-------- Provided passage --------

Note: check out my update below to see what the transplant and divisions look like after one year!
We finally bit the bullet and decided have our lower deck replaced. The fat deposit check went out in the mail last week, so it’s getting real. We should have pulled the plug 3 years ago before the wood began to disintegrate, but oh well. Walking around on a rotted deck has kept us nimble and improved our powers of observation.
The work hasn’t been scheduled, but it will happen sometime before fall, which means moving the surrounding plants almost midsummer. I planted everything so close to the deck that there would inevitably be serious plant damage during construction. They’d also be in the workers’ way, so it would be a little rude not to move them.
Anyhow, two plants I really wanted to salvage from this spot are a Slender Hinoki Cypress, which I’ll talk about in a future post, and a June Hosta I planted 7 years ago. As it turns out, the spot I decided to put the Cypress was home to a Sum and Substance Hosta , so I had to move that one as well. Two-for-one bonus!
The Transplanting Process
This is not the ideal time of year to transplant hostas, but I’ve done it before and have yet to lose one. The lovely Seattle climate and general hardiness of hostas contribute to that success, but there are some key factors that help:
- Prep the soil. Dig a large hole transplant hole and amend the soil with a healthy dose of compost. No fertilizer! Think bland hospital food after surgery.
- Keep air off the roots. After transplanting and backfilling, compact the soil enough to eliminate air pockets.
- Water, water, water. Because the hosta has all its leaves, it will be thirsty. Normally hostas are drought tolerant but they’ll need extra moisture when transplanted fully leafed out.
Lastly, and the most fun – use twine to tie up your hosta leaves! This gets them out of your way before you dig, and creates a more compact bundle which is easier to handle.
Enough with the words, here are some pictures (and more words):
Extracting the Hosta
Prepping the New Home
Same Process Plus Division – a June Hosta
Just when you thought this post couldn’t get any longer…
I hope this was helpful. If you have suggestions for how to improve this process, let me know in the comments!
UPDATE: One Year Later
I love before and afters, so here’s an after! These are some pics of the transplant and divisions one year and one month after the time I originally posted this story. They are doing quite well, and are sporting some flowers since we’re a little later in the season.

--------

#### Exercise goal:
List every plant named by its variety in the hosta transplanting post above.

-------- Record extracts --------

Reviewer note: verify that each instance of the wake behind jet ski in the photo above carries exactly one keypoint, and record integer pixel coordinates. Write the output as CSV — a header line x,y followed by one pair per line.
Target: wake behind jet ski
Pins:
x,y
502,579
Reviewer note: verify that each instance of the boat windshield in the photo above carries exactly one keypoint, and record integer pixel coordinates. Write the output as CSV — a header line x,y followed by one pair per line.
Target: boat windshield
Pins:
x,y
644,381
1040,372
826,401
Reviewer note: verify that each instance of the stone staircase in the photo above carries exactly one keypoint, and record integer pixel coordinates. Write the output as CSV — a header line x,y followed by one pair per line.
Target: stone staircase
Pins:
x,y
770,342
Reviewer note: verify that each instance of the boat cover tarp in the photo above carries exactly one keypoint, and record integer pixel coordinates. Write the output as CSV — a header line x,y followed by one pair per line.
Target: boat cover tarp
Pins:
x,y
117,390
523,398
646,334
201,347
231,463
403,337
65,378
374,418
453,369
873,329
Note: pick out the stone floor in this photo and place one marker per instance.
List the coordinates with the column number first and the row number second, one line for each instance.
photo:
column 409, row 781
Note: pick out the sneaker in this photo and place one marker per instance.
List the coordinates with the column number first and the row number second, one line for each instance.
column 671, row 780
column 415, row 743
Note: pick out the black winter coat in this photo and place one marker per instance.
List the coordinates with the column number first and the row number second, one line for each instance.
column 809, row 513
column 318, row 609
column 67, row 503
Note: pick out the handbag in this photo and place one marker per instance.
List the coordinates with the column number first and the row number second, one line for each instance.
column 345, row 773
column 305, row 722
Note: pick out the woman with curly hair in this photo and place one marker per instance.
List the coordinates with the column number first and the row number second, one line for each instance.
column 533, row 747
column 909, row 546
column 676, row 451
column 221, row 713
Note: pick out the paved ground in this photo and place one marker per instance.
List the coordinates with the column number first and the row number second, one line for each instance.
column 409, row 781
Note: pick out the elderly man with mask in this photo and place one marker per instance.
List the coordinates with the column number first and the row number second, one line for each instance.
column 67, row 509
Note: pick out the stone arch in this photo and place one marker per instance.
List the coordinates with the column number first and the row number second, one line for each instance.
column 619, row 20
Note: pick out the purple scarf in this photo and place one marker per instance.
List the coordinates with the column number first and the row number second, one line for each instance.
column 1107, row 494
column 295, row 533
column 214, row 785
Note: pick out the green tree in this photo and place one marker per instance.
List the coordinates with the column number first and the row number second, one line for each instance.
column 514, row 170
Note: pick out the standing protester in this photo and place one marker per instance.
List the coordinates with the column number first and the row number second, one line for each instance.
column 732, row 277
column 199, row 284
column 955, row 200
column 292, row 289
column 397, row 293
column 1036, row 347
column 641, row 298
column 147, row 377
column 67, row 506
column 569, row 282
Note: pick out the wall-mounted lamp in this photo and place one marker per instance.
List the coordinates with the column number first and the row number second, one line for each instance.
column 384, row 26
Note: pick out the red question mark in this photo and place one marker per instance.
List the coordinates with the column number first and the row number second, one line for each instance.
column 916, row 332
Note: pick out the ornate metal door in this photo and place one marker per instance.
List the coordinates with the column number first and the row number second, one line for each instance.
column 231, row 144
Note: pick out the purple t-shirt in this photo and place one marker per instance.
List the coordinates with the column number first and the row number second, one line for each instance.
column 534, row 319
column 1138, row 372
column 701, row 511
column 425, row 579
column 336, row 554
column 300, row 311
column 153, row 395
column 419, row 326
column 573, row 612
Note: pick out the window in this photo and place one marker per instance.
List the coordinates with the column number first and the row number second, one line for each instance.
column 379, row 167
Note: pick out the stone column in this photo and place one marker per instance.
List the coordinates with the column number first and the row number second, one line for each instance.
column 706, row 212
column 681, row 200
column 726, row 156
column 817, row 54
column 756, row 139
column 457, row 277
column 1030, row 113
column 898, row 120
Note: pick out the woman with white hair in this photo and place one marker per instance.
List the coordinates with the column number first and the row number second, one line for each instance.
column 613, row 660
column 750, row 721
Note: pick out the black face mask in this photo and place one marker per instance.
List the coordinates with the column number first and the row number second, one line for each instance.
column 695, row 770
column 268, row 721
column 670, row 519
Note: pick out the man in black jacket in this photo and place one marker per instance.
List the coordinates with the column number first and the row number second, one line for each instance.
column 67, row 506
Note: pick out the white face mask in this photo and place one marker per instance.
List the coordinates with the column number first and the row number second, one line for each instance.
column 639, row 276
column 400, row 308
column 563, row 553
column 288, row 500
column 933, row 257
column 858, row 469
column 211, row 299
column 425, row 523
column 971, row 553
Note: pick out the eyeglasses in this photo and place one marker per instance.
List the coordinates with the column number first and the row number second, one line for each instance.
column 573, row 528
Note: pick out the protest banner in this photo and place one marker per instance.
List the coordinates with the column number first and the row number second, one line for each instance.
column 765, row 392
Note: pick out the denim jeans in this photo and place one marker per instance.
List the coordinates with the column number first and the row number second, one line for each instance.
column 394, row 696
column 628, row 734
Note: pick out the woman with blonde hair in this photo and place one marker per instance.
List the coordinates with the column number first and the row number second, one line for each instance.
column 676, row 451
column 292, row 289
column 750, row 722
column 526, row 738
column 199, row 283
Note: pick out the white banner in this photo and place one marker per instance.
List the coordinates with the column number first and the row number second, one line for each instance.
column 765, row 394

--------

#### Answer for this exercise:
Slender Hinoki Cypress
June Hosta
Sum and Substance Hosta